#### PAGE EXCERPT ####

Queering Urban Justice foregrounds visions of urban justice that are critical of racial and colonial capitalism, and asks: What would it mean to map space in ways that address very real histories of displacement and erasure? What would it mean to regard Queer, Trans, Black, Indigenous, and People of Colour (QTBIPOC) as geographic subjects who model different ways of inhabiting and sharing space?

 

The volume describes city spaces as sites where bodies are exhaustively documented while others barely register as subjects. The editors and contributors interrogate the forces that have allowed QTBIPOC to be imagined as absent from the very spaces they have long invested in. From the violent displacement of poor, disabled, racialized, and sexualized bodies from Toronto’s gay village, to the erasure of queer racialized bodies in the academy, Queering Urban Justice offers new directions to all who are interested in acting on the intersections of social, racial, economic, urban, migrant, and disability justice.

About the authors

Jin Haritaworn is an associate professor in the Faculty of Environmental Studies at York University.

#### DATASET EXCERPT ####

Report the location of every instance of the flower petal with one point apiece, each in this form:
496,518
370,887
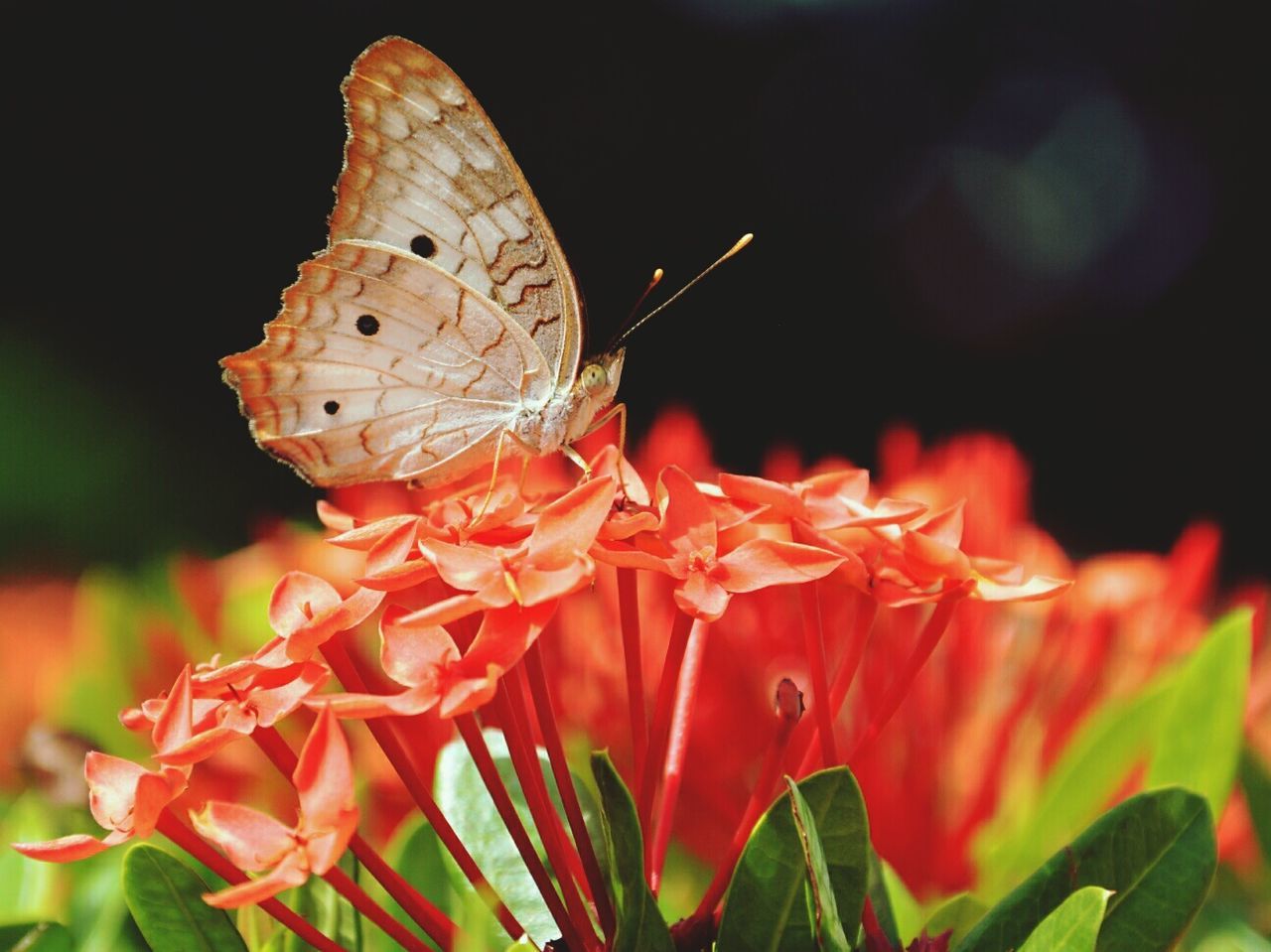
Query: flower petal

####

**DIRECTIONS FOR THIS TASK:** In the book description, which city's gay village is named as a site of violent displacement?

**ANSWER TO THIS TASK:** Toronto's gay village.